Problem to work on ▸ Below are some records; write them all out again exactly.

[Start of section]

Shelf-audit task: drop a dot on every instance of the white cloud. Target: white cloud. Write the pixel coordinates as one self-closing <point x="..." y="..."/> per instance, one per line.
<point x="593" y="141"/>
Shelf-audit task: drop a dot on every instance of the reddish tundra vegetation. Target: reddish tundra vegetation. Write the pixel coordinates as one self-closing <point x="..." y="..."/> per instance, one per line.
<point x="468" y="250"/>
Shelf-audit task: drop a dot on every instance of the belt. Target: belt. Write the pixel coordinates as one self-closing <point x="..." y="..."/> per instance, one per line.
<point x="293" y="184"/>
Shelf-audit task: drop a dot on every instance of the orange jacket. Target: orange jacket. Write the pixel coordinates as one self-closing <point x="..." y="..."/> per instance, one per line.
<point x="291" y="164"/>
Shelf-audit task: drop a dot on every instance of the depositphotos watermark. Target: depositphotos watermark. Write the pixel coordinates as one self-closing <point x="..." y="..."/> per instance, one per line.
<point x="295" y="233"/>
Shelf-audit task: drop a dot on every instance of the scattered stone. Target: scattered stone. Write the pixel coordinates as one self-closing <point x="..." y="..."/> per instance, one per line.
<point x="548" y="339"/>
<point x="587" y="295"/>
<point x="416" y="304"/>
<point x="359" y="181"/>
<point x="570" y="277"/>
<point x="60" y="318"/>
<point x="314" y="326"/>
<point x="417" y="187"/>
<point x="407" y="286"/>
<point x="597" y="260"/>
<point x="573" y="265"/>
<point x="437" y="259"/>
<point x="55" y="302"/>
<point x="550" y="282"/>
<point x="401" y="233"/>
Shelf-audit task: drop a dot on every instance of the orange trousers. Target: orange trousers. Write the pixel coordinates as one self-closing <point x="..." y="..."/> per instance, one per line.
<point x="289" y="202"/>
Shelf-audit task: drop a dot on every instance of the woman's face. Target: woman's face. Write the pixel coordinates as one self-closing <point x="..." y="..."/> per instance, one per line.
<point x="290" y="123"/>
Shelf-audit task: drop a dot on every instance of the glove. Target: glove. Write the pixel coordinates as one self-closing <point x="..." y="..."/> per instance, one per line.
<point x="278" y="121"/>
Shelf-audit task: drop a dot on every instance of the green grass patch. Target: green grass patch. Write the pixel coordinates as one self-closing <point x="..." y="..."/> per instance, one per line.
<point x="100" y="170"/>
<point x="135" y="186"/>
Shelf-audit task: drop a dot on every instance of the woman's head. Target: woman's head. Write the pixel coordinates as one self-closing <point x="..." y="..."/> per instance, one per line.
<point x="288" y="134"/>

[End of section]

Result for this task ▸
Shelf-audit task: drop a dot on every instance of the white cloud. Target: white cloud. Write the pixel coordinates as one self-closing <point x="..." y="..."/> per instance, one per line.
<point x="593" y="141"/>
Shelf-audit task: drop a dot on every instance of the reddish tundra vegetation. Target: reddish tundra vegetation. Write the pixel coordinates as one self-closing <point x="..." y="..."/> per instance, one per line.
<point x="468" y="250"/>
Shelf-audit task: drop a dot on every instance of the belt. Target: belt. Write the pixel coordinates as one self-closing <point x="..." y="..."/> per instance, one per line.
<point x="293" y="184"/>
Shelf-audit task: drop a dot on every instance of the orange jacket. Target: orange jacket. Write the pixel coordinates as one self-closing <point x="..." y="..."/> per instance, one per line.
<point x="291" y="164"/>
Shelf-audit task: drop a dot on every instance of the depositphotos watermark. Target: depositphotos watermark. Write the pixel coordinates as one self-closing <point x="..." y="..."/> per instance, one per line.
<point x="295" y="233"/>
Shelf-audit task: drop a dot on every instance of the scattered stone. Target: scattered stone. Write the pixel coordinates as one self-closing <point x="..." y="..."/> per instance, one per line.
<point x="548" y="339"/>
<point x="587" y="295"/>
<point x="416" y="304"/>
<point x="359" y="181"/>
<point x="570" y="277"/>
<point x="60" y="318"/>
<point x="314" y="326"/>
<point x="417" y="187"/>
<point x="407" y="286"/>
<point x="597" y="260"/>
<point x="573" y="265"/>
<point x="437" y="259"/>
<point x="55" y="302"/>
<point x="550" y="282"/>
<point x="401" y="233"/>
Shelf-audit task: drop a dot on every instance of the orange trousers. Target: orange trousers. Write the pixel coordinates as one self-closing <point x="..." y="..."/> per instance, one per line.
<point x="289" y="202"/>
Shelf-audit task: drop a dot on every instance of the woman's face. Target: woman's face. Write the pixel coordinates as one self-closing <point x="..." y="..."/> per instance, one per line.
<point x="290" y="123"/>
Shelf-audit task: drop a dot on every instance of the glove. Target: glove. Write the pixel coordinates as one self-closing <point x="..." y="..."/> per instance, one per line.
<point x="278" y="121"/>
Shelf-audit task: drop a dot on every instance of the green grass patch. Target: green grass patch. Write the pixel coordinates as one self-closing <point x="..." y="..."/> per instance, one per line.
<point x="100" y="170"/>
<point x="135" y="186"/>
Shelf-audit task: drop a dot on every instance of the woman's head. Target: woman's head. Write the pixel coordinates as one self-closing <point x="..." y="..."/> per instance, one per line.
<point x="288" y="134"/>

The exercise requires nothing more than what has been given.